● **Reading passage**

[BEGIN]

I like the way you think!


----------



## IHI (Feb 26, 2017)

Somewhere on here we have some recipes, i dont know if its a specific sticky thread or just add ons to new topics like this one.

Im as bland/ boring as it comes. I just steam rice on sunday for the week, smoke 4-6lbs boneless breasts, then ill eat seperate or cube up a breast, throw it in with rice, add a tiny bit of water before nuking to reheat it. Then splash some soy sauce for added flavor.

Today ill steam a bunch of rice, scramble a doz n eggs, steam some frozen veges, then add it all together and separate into medium tuppetware bowls along with my cubed smoked chicken breasts. That wAy its a quick meal to grab and scarf down. Buddy does the same but adds black beans also; then some soy sauce for flavor


----------



## PillarofBalance (Feb 26, 2017)

[END]

Coordinate annotation items
[BEGIN]

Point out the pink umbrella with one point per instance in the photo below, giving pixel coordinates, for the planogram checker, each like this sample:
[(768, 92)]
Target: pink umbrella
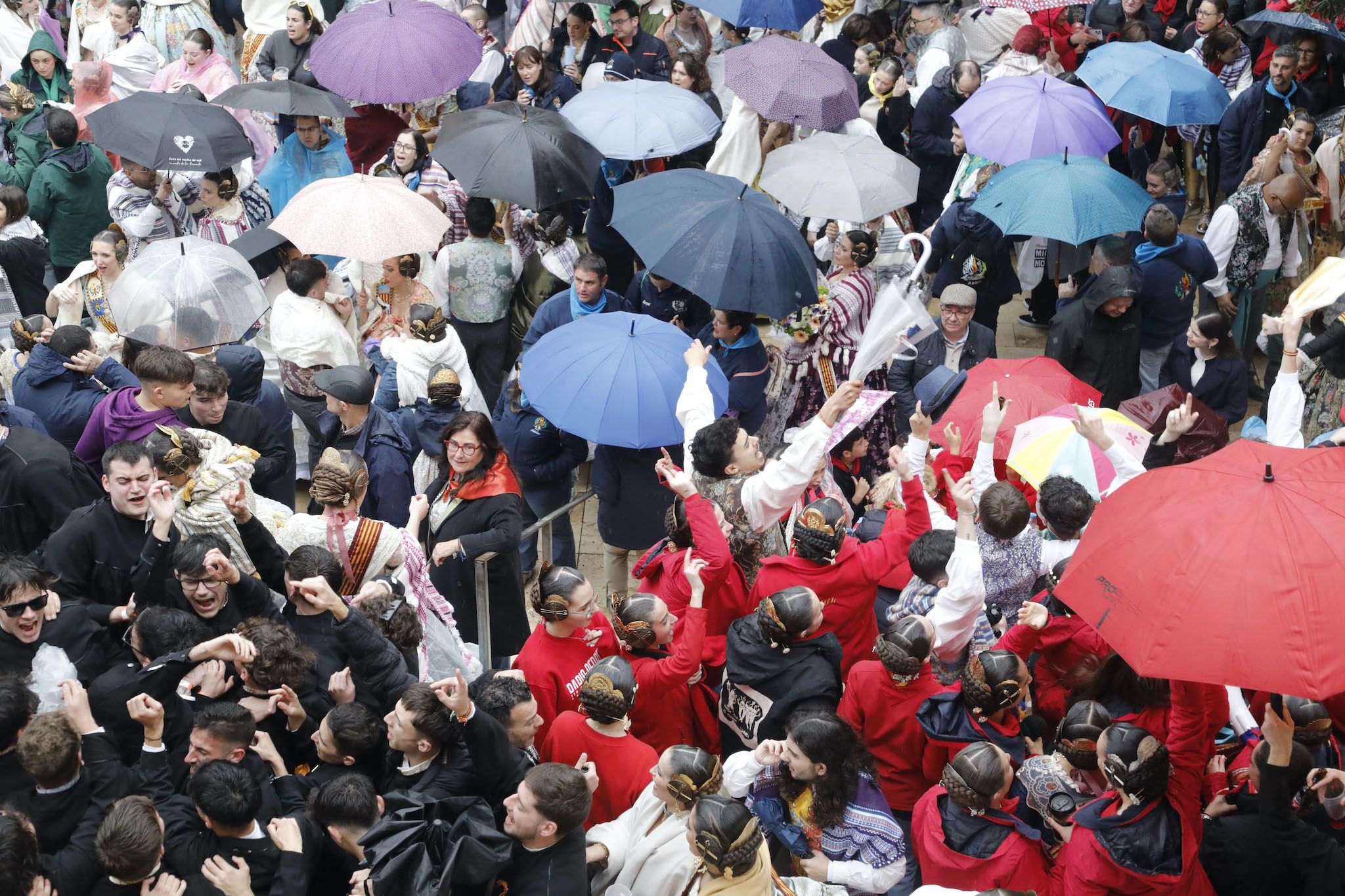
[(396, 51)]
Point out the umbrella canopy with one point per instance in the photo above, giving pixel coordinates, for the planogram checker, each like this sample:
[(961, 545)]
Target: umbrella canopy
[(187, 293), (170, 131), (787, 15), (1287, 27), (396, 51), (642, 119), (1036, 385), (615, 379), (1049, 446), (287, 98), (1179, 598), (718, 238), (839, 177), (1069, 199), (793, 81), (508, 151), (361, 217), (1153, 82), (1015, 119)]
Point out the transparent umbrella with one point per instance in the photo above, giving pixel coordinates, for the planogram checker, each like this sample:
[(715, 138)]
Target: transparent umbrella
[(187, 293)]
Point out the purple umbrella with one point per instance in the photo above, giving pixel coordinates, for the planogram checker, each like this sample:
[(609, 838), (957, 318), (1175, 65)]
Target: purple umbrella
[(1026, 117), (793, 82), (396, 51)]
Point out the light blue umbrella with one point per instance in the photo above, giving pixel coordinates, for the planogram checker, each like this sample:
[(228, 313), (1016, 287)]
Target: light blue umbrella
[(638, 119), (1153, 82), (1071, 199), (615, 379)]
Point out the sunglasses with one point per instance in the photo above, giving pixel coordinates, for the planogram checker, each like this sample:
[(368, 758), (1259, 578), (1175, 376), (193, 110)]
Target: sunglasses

[END]

● **Exercise aim**
From the meal-prep forum thread, write out everything from "Somewhere on here" down to "for added flavor.".

● **Answer to the exercise**
Somewhere on here we have some recipes, i dont know if its a specific sticky thread or just add ons to new topics like this one.

Im as bland/ boring as it comes. I just steam rice on sunday for the week, smoke 4-6lbs boneless breasts, then ill eat seperate or cube up a breast, throw it in with rice, add a tiny bit of water before nuking to reheat it. Then splash some soy sauce for added flavor.